=== Records ===
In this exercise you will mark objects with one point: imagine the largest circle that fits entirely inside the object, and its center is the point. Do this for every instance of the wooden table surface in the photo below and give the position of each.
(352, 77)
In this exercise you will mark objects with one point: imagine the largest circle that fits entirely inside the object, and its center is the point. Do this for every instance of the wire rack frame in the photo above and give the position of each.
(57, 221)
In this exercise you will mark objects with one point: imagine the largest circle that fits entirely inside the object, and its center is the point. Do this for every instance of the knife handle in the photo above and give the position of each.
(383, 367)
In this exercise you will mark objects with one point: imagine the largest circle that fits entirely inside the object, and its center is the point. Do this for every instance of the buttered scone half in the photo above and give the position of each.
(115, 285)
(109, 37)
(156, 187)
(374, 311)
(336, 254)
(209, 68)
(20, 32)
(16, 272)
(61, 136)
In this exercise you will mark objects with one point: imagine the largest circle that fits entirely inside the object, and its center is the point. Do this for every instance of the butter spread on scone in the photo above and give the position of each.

=== What is expected ===
Everything from the line containing "of the wire" to the last line of the entries above should be quoted exactly, and only that.

=== Task output ===
In this exercise you will mark objects with one point: imagine the largest circle that fits entirely inside the object, and its center is the point. Do this for every instance of the wire rack frame in the photo above and give the position of each.
(57, 221)
In this exercise you will mark objects with one point: imagine the largest circle that fits entirely inside the object, and its center is the point. Do this for every instance of the knife handle in the photo above and give the position of each.
(383, 367)
In this exercise you will mark objects with one point: imagine the largest circle that fits entirely inside the object, and its center is the point. Do this for every instance of the buttered scone half in the photo above and give the position of each.
(115, 285)
(109, 37)
(156, 187)
(374, 311)
(336, 254)
(209, 68)
(20, 32)
(16, 272)
(61, 136)
In this exercise you will mark objects with one point: imagine the largest circle that fits entirely inside the object, and its center is the point. Do this for every instance of the butter spread on scone in the photo above and give the position of each.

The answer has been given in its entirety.